■ **Instrução A**:
Diga se cada afirmação concorda com o excerto sobre a inspeção tributária. Responda sim ou não e cite literalmente as palavras do excerto que o decidem: (i) As notificações aos adquirentes foram remetidas em 2005-11-02. (ii) A escritura de 16-04-2003 baixou o valor da venda da fração H. (iii) Todos os pagamentos foram feitos por cheque.
■ **Instrução B**:
Prossiga, por favor, o excerto sobre a inspeção tributária a partir do ponto em que termina.

■ **Excerto da página**:
****
2. Em 2005-11-02, foram remetidas notificações para os adquirentes das diversas fracções alienadas pela empresa no ano de 2002 e 2003, nas quais foram solicitados:
- Fotocópia do contrato promessa de compra e venda, respeitante à aquisição da fracção ao sujeito passivo C…………, Lda.
- Fotocópia dos comprovativos das importâncias pagas, com identificação das datas de pagamento, n.º dos cheques emitidos e respectivos bancos, referente à referida aquisição;
- Comprovativo do pagamento da SISA adicional, se for caso disso.
Analisadas as respostas, verificamos:
A correspondência entre os valores dos Contratos Promessa de Compra e Venda (C.P.C.V.) com as respectivas Escrituras de Compra e Venda (E.C.V).
Que os pagamentos coincidem grosso modo com as datas estipuladas no C.P.C.V e que existem elevados pagamentos em numerário (Anexo 1).
Verificou-se que em referência à fracção H foram efectuadas 2 escrituras. A primeira no dia 31/01/2003 registada no livro 301-A fls. 83 em que foi registada a venda por € 69.831,71 que foi rectificada pela escritura do dia 16-04-2003 registada no livro 311-A fls. 47 onde foi corrigido a valor da venda para € 84.795,64.
3. Em conformidade com o disposto no art.º 9 do Regime Complementar do Procedimento de Inspecção Tributário (RCPIT) e artº 49 do Código de Procedimento e Processo Tributário (CPPT), foi solicitada à Conservatória do Registo Predial de Faro, em 2005-11-14, o envio das certidões de teor de matrícula e seus averbamentos de todas as fracções descritas naquela conservatória sob os n.ºs 615/19851007 da freguesia de S. Pedro. Foi possível, verificar que alguns compradores contraíram, no mesmo momento, empréstimos bancários de montante superior ao da escritura, através da contratualização de vários mútuos com hipoteca sobre as mesmas fracções, por períodos e taxas idênticas (Anexo 2).
****
■ **Extrato de dados**:

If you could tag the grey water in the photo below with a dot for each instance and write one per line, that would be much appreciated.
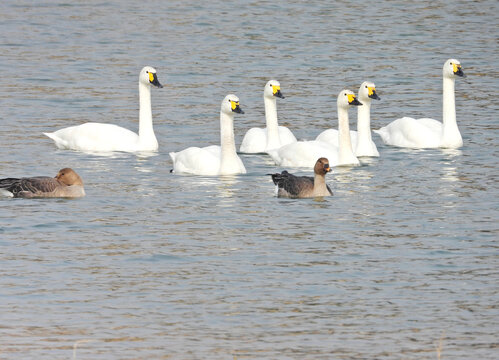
****
■ **Resultado A**:
(i) Sim: "Em 2005-11-02, foram remetidas notificações para os adquirentes das diversas fracções alienadas pela empresa"
(ii) Não: "foi registada a venda por € 69.831,71 que foi rectificada pela escritura do dia 16-04-2003 registada no livro 311-A fls. 47 onde foi corrigido a valor da venda para € 84.795,64"
(iii) Não: "existem elevados pagamentos em numerário"

■ **Resultado B**:
4. Em 2006-06-19, foram remetidas notificações para que os adquirentes justificassem a existência dos segundos contratos de mútuo com hipoteca das fracções em causa.
Nas respostas recebidas, poucos foram as que conseguiram justificar cabalmente os montantes dos empréstimos, quer por ausência de documentação quer por justificarem empréstimos obtidos para obras de beneficiação com outro tipo de despesa (ex. mobiliário, electrodomésticos, tapetes etc.).
5. Analisada a contabilidade do SP, verificou-se:
- A existência de um saldo de caixa credor em 31-08-2002.
- Verificou-se no exercício de 2002 que o saldo inicial na conta de cliente n.º 211024 referente à aquisição da fracção “B”, era de € 109.735,52 quando a valor da E.C.V. foi de 87.289,63 (o cliente teria já pago mais que o valor da escritura). Verificou-se no entanto o estorno parcial (débito da conta 211024 – Cliente e crédito da conta 255121 – Suprimento de sócio), no montante de € 24.939,89, do lançamento 822 do ano 2000; analisado o lançamento original verifica-se que é uma entrada em numerário de montante global de € 27.433,88 (2 depósitos bancários em 28/12/2000 valor de € 22.445,91 e 1 depósito em 05/12/2000 de € 4.987,98), totalizando o valor que a cliente estaria obrigada a pagar ao SP de acordo com o C.P.C.V.
6. Foi criada uma base de dados de valores de venda de fracções em Faro, através da recolha de todas as fracções vendidas no exercício de 2002, e cujo valor real foi declarado e corrigido pelos s.p. compradores e/ou vendedores em processos de inspecção a Empresas dos sector da construção civil no âmbito da acção especial a este sector.
Para elaboração da base de dados foram recolhidos dados de 118 fracções, 11 T1, 33 T2, 59 T3 e 15 T4 (Anexo 3).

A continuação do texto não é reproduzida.